# Exercise prompt
Find the line containing "of the green" in the material below; copy that line and all following lines exactly.

(Coordinate annotation entries)
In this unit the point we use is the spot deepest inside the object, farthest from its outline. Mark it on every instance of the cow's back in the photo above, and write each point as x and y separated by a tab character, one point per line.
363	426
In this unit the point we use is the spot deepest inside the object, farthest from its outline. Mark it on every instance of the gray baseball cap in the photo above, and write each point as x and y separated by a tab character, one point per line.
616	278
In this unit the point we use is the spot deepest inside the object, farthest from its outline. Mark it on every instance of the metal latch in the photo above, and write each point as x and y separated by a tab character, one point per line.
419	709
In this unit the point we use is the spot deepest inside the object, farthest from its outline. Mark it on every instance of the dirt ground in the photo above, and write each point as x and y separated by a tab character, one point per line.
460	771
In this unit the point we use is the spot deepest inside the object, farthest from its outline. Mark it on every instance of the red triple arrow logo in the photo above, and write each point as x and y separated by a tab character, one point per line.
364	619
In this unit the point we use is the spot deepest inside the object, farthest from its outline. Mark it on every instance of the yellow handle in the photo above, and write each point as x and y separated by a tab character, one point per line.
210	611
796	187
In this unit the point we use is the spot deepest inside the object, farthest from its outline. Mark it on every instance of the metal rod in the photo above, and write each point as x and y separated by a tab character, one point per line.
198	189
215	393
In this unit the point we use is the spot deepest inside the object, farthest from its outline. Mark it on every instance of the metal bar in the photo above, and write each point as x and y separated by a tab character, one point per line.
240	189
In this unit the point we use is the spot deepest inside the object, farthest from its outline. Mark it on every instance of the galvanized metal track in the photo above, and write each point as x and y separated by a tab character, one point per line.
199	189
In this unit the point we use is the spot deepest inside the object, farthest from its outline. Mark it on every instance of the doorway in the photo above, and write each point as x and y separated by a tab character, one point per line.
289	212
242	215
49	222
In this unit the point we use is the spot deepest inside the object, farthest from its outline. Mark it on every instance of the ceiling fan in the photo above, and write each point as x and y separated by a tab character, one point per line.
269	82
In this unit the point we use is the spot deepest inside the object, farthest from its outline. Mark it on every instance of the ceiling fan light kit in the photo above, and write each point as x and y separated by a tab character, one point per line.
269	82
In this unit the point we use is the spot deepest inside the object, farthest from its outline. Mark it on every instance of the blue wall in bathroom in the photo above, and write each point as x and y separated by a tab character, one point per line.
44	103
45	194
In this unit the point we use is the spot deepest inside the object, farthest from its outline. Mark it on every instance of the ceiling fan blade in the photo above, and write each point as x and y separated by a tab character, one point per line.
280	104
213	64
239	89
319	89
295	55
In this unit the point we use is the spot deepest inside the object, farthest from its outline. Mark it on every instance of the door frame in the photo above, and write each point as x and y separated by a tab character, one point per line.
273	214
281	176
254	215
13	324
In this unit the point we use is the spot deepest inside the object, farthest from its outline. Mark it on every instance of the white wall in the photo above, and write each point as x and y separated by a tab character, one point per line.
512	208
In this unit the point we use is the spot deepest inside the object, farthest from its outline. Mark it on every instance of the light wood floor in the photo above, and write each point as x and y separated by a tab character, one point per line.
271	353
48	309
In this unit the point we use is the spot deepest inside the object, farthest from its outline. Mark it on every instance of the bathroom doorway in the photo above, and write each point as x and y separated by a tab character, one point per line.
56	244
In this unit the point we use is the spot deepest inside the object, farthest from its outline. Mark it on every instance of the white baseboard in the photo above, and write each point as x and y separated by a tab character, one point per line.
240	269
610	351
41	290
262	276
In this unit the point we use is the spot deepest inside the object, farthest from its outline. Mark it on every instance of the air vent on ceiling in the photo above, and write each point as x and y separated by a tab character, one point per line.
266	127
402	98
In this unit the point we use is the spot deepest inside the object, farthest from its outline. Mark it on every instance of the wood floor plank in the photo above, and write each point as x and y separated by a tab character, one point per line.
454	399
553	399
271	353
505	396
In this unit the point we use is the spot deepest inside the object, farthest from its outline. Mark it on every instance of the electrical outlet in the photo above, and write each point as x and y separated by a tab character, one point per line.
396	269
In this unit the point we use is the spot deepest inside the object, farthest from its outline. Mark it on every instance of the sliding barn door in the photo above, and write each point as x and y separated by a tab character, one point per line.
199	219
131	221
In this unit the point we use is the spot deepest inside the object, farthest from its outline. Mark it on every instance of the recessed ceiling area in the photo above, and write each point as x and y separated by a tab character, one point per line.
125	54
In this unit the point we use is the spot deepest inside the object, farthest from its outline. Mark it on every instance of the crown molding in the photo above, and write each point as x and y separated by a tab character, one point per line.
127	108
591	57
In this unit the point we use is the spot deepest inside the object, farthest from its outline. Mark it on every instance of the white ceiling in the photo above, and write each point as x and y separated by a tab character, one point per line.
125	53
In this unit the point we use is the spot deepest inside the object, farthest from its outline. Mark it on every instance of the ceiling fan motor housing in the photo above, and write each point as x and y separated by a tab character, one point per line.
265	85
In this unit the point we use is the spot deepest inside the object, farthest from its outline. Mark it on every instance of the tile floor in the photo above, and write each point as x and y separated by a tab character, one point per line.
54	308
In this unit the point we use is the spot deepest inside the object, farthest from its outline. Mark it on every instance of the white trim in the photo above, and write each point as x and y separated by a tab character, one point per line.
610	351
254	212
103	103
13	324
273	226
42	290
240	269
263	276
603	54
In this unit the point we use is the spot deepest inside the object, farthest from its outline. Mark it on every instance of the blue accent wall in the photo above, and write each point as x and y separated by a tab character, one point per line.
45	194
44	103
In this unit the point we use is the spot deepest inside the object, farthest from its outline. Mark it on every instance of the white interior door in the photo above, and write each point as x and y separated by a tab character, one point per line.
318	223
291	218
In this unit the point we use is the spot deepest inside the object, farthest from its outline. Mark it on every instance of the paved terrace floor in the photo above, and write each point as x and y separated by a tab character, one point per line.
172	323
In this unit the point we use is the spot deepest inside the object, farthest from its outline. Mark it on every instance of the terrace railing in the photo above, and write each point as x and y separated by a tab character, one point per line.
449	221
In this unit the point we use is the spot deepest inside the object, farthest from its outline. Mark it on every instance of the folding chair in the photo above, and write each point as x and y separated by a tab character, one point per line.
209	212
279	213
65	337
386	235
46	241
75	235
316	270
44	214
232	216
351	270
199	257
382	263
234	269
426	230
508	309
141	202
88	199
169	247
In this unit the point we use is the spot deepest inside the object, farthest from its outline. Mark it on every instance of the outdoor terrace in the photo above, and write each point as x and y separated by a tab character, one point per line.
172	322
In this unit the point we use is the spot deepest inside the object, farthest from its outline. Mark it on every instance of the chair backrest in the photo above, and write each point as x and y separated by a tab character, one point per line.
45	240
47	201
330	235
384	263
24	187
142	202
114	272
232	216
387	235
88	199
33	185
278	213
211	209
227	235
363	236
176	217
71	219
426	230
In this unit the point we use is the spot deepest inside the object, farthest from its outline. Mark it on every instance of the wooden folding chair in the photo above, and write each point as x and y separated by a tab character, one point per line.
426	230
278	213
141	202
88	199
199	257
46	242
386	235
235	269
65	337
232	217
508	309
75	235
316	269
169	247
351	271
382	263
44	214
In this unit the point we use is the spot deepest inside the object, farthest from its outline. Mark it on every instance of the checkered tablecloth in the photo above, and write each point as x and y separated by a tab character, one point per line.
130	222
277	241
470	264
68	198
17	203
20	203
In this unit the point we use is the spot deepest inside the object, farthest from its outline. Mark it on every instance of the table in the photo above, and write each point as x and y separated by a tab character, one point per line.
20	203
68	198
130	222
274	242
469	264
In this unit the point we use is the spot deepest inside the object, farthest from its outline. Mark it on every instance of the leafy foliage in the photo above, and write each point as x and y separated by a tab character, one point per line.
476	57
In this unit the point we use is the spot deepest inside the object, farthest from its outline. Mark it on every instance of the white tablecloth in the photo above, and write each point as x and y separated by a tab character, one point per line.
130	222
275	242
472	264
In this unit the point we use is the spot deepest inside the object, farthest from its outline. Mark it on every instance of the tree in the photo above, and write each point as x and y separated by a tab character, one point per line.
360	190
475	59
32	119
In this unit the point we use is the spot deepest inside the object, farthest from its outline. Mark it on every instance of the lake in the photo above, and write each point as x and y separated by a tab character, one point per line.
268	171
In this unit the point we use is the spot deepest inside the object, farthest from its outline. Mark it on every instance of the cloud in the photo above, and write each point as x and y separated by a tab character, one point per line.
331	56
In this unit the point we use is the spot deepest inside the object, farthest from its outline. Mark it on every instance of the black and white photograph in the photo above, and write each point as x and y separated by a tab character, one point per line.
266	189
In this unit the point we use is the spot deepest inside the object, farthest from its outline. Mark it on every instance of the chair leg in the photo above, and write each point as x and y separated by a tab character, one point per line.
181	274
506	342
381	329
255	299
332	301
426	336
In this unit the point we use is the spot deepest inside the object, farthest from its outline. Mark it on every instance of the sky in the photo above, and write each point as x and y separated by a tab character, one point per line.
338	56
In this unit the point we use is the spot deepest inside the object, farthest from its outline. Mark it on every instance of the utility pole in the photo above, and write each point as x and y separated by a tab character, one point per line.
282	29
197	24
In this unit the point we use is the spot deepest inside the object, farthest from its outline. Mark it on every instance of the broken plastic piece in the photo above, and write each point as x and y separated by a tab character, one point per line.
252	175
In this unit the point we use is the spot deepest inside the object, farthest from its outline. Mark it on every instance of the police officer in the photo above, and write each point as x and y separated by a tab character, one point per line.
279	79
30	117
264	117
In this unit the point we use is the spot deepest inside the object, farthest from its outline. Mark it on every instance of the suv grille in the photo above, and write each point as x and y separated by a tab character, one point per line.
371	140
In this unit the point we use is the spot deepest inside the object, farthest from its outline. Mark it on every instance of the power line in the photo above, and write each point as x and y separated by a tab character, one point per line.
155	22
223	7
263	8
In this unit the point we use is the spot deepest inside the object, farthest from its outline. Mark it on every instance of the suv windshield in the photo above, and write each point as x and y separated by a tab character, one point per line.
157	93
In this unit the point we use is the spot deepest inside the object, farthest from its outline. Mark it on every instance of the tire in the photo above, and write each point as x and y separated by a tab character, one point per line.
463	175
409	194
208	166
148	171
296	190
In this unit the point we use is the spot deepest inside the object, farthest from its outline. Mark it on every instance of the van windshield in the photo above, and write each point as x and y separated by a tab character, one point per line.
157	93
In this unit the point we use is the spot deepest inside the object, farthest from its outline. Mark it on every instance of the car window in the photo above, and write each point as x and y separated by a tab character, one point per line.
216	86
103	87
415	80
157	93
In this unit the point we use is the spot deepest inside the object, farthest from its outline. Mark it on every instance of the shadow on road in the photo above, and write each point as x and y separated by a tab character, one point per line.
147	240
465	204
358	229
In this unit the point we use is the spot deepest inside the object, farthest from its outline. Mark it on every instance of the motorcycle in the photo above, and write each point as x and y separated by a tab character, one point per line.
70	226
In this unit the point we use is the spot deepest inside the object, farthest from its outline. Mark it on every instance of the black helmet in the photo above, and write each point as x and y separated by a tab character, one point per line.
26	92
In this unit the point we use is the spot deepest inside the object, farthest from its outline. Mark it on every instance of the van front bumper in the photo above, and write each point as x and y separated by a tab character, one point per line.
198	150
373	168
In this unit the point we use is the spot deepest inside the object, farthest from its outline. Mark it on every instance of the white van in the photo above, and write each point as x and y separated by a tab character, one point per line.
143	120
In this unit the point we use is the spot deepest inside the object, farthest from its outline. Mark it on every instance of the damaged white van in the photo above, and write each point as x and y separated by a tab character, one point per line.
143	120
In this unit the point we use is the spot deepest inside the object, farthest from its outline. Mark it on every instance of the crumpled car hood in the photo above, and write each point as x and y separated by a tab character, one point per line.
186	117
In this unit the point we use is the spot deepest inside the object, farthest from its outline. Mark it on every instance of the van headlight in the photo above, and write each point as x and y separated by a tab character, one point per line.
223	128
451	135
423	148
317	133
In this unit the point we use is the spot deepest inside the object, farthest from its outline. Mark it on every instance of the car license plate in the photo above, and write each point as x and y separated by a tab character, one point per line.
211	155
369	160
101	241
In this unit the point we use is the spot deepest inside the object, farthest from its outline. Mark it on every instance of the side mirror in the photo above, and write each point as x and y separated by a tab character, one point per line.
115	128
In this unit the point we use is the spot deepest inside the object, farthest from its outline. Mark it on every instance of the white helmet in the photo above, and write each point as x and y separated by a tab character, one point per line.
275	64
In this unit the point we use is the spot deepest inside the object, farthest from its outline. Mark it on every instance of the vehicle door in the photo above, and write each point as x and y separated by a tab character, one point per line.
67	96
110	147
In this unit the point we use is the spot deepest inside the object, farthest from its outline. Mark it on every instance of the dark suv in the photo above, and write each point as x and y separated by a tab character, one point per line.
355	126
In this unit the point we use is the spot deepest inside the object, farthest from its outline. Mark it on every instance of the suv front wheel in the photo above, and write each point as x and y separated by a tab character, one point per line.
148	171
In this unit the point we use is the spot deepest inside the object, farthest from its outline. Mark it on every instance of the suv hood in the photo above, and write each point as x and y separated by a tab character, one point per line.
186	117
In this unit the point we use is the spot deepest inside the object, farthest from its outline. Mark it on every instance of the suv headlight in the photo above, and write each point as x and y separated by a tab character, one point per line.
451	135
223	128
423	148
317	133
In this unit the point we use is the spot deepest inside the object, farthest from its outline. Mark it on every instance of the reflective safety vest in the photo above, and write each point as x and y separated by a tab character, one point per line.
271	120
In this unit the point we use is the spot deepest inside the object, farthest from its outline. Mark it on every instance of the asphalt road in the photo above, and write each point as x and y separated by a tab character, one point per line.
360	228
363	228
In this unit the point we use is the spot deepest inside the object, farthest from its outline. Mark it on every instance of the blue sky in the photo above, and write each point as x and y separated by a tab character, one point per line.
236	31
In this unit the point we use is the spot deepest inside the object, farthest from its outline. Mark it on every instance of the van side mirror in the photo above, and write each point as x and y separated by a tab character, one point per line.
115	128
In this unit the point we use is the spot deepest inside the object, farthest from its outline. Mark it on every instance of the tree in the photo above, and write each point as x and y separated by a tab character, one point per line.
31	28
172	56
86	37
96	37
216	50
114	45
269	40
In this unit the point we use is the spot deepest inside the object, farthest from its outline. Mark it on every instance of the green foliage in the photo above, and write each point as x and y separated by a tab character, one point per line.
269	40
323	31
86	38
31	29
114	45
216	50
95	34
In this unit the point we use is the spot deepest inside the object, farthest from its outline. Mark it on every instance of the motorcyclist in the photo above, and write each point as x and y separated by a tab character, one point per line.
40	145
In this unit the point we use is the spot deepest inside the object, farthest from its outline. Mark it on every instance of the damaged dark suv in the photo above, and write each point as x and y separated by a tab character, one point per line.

# Answer for this exercise
In this unit the point we use is the spot deepest inside the object, farthest from its outline. Mark it on every instance of the green foliage in the photo above, and write each point as x and y separated by a tab character, one point per line.
269	40
323	31
86	38
31	29
114	45
216	50
95	34
In this unit the point we use is the spot deepest inside the object, farthest from its outline. Mark it on every instance of the motorcyclist in the photo above, and write each point as x and y separated by a tab character, one point per line.
40	145
In this unit the point we use is the spot deepest inside the object, farthest from its outline. Mark it on every instance of the damaged dark suv in the photo above, and write each point as x and y separated by a tab character, one point per line.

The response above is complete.